━━ FRAGMENTO DEL TEXTO

Los 160 años de desarrollo de la fotografía cobraron un giro significativo cuando, hacia mediados de la década de l980, las fotografías comenzaron a nutrir la generación de imágenes digitales. Desde entonces, éstas han ido sepultando gradualmente a la fotografía analógica, tanto en sus formas de producción como en su circulación y consumo. El cambio afectó en forma general: el ejercicio profesional, la práctica artística, el uso doméstico, las formas de conservación, por sólo citar algunos. Aquellos rasgos que las teorías de la fotografía consideraron ontológicamente definitorios del medio fueron puestos a revisión.

━━━━
━━ DATOS PROPORCIONADOS

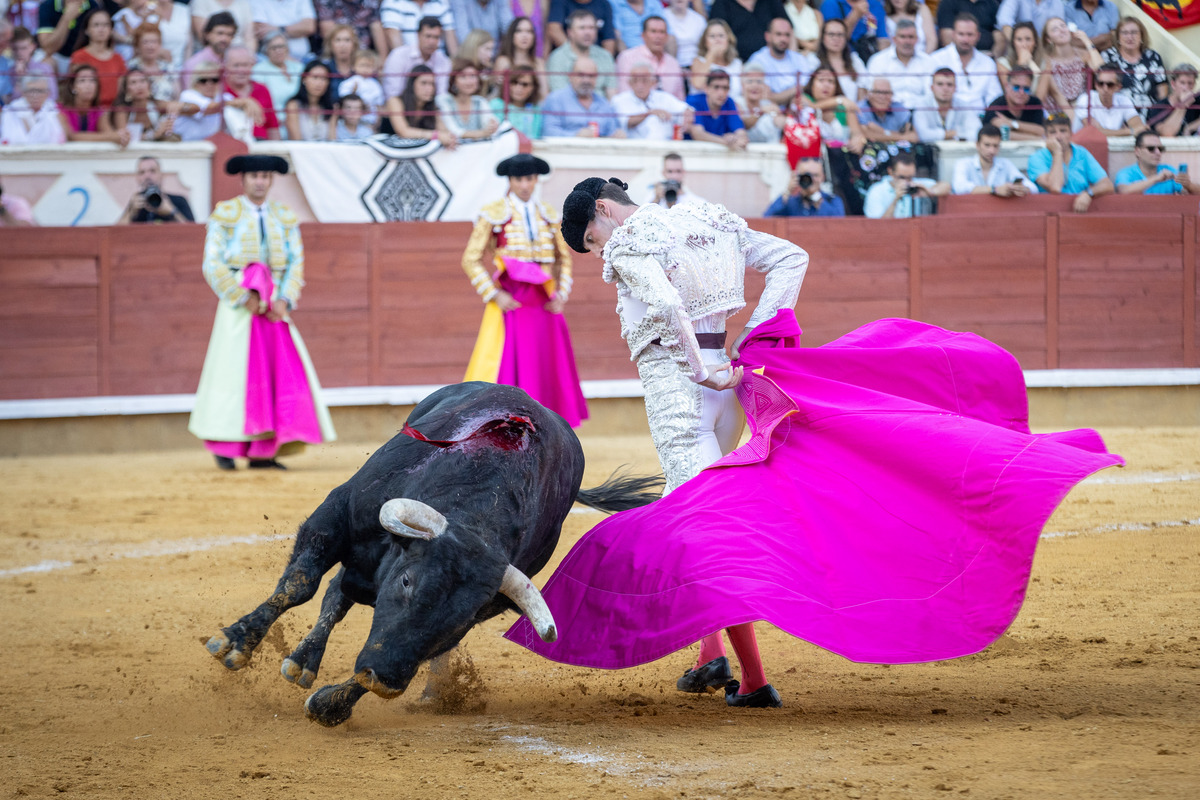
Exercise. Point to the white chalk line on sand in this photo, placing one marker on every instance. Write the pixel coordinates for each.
(160, 548)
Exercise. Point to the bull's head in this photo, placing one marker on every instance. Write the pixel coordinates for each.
(429, 597)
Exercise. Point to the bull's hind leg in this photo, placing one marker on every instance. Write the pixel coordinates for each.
(303, 665)
(234, 645)
(333, 705)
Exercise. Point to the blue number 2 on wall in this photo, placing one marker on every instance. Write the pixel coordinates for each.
(87, 202)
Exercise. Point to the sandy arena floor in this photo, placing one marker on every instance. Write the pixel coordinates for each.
(113, 571)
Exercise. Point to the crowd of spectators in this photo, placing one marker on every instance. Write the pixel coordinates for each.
(852, 84)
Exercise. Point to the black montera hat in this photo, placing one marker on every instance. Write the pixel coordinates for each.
(580, 209)
(521, 164)
(239, 164)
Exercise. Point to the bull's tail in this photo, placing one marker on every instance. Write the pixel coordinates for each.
(623, 492)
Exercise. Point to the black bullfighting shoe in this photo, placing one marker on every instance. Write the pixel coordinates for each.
(706, 679)
(265, 463)
(765, 697)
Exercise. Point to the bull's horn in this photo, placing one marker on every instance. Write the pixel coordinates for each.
(517, 588)
(412, 518)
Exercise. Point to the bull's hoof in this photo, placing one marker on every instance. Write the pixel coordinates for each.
(333, 705)
(223, 651)
(295, 674)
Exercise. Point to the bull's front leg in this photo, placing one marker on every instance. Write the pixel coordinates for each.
(234, 645)
(303, 665)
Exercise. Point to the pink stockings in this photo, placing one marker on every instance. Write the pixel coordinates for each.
(747, 649)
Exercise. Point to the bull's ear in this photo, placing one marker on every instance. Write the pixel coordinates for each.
(412, 518)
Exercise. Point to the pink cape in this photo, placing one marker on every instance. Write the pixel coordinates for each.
(538, 355)
(886, 509)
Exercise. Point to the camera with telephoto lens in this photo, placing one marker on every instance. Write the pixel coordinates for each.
(153, 196)
(671, 191)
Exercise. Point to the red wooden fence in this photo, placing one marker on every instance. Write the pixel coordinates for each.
(125, 311)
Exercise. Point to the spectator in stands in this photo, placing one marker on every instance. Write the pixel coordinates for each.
(717, 114)
(718, 49)
(749, 20)
(1149, 174)
(629, 22)
(219, 34)
(402, 22)
(984, 13)
(653, 50)
(1095, 18)
(519, 48)
(81, 114)
(151, 60)
(1032, 12)
(1069, 58)
(295, 18)
(277, 70)
(341, 47)
(253, 98)
(581, 41)
(465, 112)
(520, 101)
(883, 120)
(558, 23)
(60, 25)
(1143, 74)
(25, 62)
(150, 204)
(804, 196)
(1107, 108)
(15, 211)
(916, 12)
(201, 106)
(310, 108)
(807, 24)
(975, 70)
(1180, 113)
(906, 66)
(241, 11)
(899, 196)
(360, 14)
(414, 114)
(95, 49)
(785, 70)
(1066, 168)
(348, 124)
(649, 113)
(579, 109)
(139, 113)
(33, 118)
(671, 191)
(687, 26)
(491, 16)
(989, 173)
(1013, 109)
(763, 119)
(365, 85)
(945, 120)
(425, 50)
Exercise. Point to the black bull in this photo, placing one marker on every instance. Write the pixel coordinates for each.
(437, 531)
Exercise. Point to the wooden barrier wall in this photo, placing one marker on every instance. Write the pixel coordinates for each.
(125, 311)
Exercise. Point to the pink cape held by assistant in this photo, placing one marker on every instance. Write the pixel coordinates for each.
(886, 507)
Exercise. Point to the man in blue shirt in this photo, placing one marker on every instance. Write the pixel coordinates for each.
(1149, 175)
(804, 197)
(717, 114)
(1066, 168)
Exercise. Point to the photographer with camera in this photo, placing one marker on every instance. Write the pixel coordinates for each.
(901, 193)
(670, 191)
(804, 197)
(150, 203)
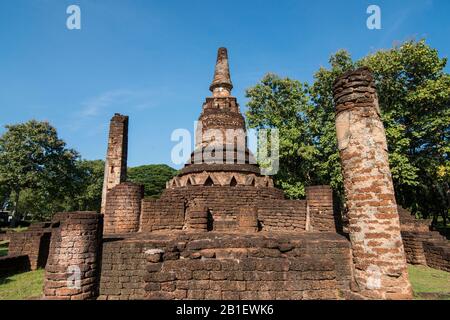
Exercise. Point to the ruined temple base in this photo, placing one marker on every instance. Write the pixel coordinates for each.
(223, 266)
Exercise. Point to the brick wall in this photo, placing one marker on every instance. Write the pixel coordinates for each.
(75, 251)
(123, 208)
(14, 264)
(116, 155)
(225, 266)
(437, 254)
(274, 211)
(282, 215)
(379, 257)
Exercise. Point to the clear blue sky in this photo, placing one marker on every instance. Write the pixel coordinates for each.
(153, 60)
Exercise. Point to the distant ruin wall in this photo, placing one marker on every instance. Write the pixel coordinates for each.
(437, 254)
(223, 203)
(34, 243)
(13, 264)
(282, 215)
(223, 267)
(374, 226)
(73, 267)
(123, 208)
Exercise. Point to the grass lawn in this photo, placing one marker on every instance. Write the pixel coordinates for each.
(18, 229)
(429, 284)
(24, 286)
(3, 248)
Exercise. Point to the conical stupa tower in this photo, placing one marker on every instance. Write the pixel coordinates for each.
(221, 155)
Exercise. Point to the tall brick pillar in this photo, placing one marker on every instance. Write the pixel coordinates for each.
(73, 266)
(123, 208)
(320, 208)
(380, 268)
(116, 157)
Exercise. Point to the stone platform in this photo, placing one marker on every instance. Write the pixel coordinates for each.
(222, 266)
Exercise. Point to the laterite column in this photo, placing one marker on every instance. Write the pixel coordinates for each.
(73, 266)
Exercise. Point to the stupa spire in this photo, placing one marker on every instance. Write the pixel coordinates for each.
(221, 85)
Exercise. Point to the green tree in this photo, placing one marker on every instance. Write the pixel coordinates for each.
(33, 157)
(89, 187)
(414, 94)
(153, 177)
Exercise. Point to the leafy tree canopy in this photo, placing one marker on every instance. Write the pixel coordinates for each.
(414, 93)
(33, 157)
(153, 177)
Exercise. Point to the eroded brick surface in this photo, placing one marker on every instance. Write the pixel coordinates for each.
(226, 266)
(380, 268)
(74, 254)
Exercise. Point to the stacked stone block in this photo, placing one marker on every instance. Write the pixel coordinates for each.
(73, 267)
(116, 157)
(320, 209)
(379, 257)
(227, 266)
(197, 219)
(224, 203)
(123, 208)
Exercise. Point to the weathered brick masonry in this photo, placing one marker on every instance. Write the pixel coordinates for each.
(422, 246)
(223, 231)
(123, 207)
(379, 258)
(116, 157)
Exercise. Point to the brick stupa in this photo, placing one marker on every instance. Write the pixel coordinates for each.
(221, 230)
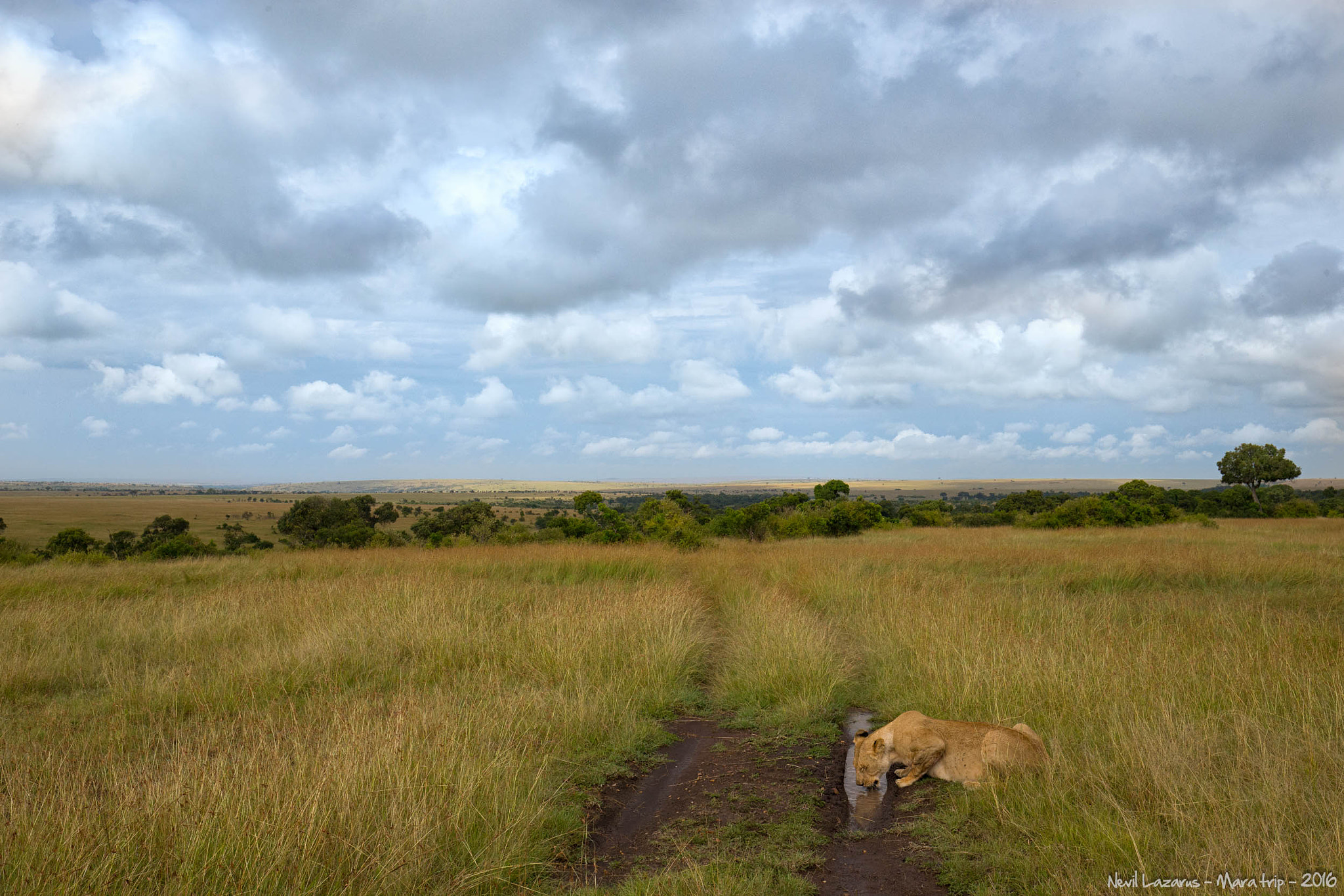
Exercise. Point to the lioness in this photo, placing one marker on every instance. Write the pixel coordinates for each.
(961, 751)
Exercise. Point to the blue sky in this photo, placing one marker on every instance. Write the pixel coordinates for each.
(249, 242)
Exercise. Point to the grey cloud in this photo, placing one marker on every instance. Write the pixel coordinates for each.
(730, 146)
(1301, 281)
(1129, 210)
(348, 239)
(108, 234)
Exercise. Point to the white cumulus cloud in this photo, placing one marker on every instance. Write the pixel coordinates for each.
(197, 378)
(96, 428)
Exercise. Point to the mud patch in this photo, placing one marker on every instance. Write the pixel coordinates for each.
(719, 794)
(869, 855)
(724, 794)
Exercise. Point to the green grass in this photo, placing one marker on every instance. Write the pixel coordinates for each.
(433, 722)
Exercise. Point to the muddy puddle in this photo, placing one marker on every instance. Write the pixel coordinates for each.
(866, 804)
(714, 782)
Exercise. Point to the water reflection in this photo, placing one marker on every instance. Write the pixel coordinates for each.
(864, 804)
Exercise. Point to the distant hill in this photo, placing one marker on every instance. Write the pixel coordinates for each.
(889, 488)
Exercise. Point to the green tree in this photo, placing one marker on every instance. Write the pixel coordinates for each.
(121, 544)
(1254, 465)
(318, 521)
(588, 504)
(72, 542)
(831, 491)
(471, 518)
(161, 529)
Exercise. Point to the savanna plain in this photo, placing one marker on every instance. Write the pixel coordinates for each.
(438, 720)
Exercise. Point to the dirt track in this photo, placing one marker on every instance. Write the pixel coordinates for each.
(719, 792)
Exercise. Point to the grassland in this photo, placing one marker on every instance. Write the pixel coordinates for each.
(414, 720)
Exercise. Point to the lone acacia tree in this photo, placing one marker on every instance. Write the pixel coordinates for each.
(1254, 465)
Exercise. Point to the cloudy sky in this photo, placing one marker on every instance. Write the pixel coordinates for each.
(247, 241)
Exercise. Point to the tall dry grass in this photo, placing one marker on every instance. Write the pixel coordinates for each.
(326, 722)
(1188, 683)
(414, 720)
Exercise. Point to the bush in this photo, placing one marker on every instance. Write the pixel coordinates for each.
(12, 552)
(472, 518)
(319, 521)
(1112, 510)
(1296, 508)
(72, 542)
(669, 520)
(984, 518)
(180, 546)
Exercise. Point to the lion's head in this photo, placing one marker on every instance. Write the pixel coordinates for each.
(870, 760)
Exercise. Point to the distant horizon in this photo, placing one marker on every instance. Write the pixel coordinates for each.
(252, 242)
(782, 483)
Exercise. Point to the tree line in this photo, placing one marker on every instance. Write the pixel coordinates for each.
(1253, 472)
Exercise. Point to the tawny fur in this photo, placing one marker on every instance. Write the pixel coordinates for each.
(964, 751)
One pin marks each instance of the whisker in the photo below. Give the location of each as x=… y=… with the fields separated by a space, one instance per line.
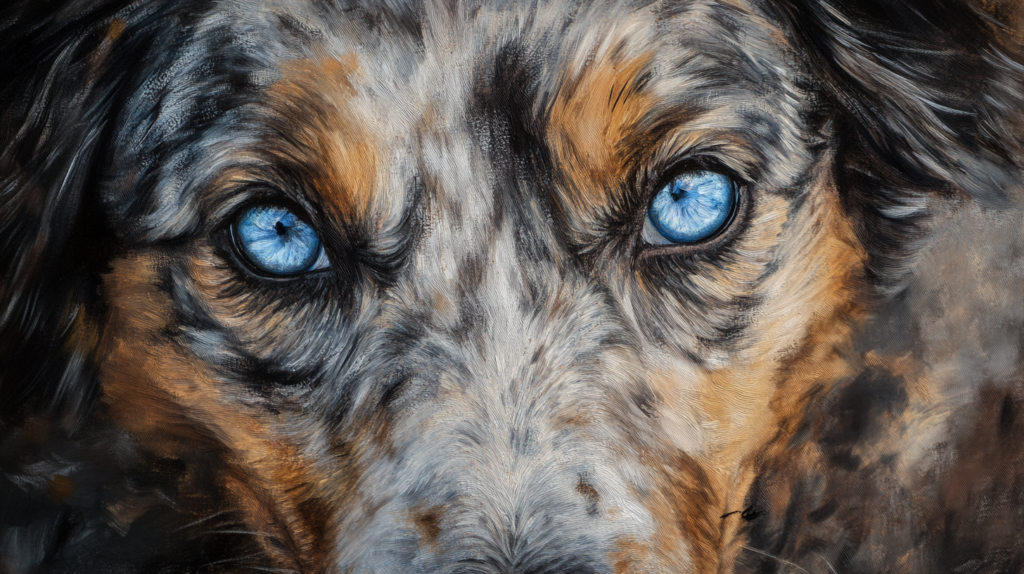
x=248 y=532
x=828 y=564
x=265 y=569
x=776 y=558
x=227 y=560
x=201 y=521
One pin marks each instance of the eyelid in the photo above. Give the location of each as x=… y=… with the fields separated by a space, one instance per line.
x=651 y=244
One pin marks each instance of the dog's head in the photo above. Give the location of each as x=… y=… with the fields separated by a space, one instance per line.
x=465 y=288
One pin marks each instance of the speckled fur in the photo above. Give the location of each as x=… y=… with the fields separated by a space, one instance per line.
x=497 y=374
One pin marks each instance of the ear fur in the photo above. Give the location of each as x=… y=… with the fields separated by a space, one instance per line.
x=923 y=96
x=52 y=112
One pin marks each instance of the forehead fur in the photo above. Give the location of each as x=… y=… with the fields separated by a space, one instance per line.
x=604 y=88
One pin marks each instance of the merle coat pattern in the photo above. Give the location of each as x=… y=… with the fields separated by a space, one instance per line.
x=498 y=372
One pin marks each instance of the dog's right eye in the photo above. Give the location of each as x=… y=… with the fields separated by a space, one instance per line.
x=693 y=207
x=276 y=241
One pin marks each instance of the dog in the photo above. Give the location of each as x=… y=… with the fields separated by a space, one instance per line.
x=576 y=288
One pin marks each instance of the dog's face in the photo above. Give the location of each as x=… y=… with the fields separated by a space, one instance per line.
x=414 y=288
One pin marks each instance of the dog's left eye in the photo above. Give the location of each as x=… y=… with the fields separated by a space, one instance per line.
x=693 y=207
x=275 y=240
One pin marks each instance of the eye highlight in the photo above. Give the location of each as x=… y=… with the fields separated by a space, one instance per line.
x=693 y=207
x=275 y=240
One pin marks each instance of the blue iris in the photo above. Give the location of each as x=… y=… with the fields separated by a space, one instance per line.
x=278 y=241
x=692 y=207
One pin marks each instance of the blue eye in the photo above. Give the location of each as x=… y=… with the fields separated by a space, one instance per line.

━━━━

■ **LO QUE SE PIDE**
Sigue escribiendo el fragmento sobre el paso de la fotografía analógica a la digital a partir de su última oración.

■ **RESULTADO DEL EJERCICIO**
Desde la certeza de estar frente a un fenómeno radicalmente novedoso, hasta planteos más escépticos respecto de las posibles innovaciones que el cambio tecnológico coadyuvaba, la reflexión teórica interpretó, de diversos modos, los alcances de las nuevas prácticas. El presente artículo repasa algunos ejes del seminario Una aproximación al postmodernismo en fotografía, centrándose en el viraje que se opera en la teoría de la fotografía, desde los abordajes que se consolidaron a principios de la década de 1980 (provenientes mayormente de la semiótica) hasta aquellos discursos que empezaron a emerger desde mediados de los años 90. En algunas zonas de éstos, los cambios introducidos por la tecnología digital (principalmente en términos de circulación y consumo a través de Internet) comenzaron a ser interpretados en clave fenomenológica.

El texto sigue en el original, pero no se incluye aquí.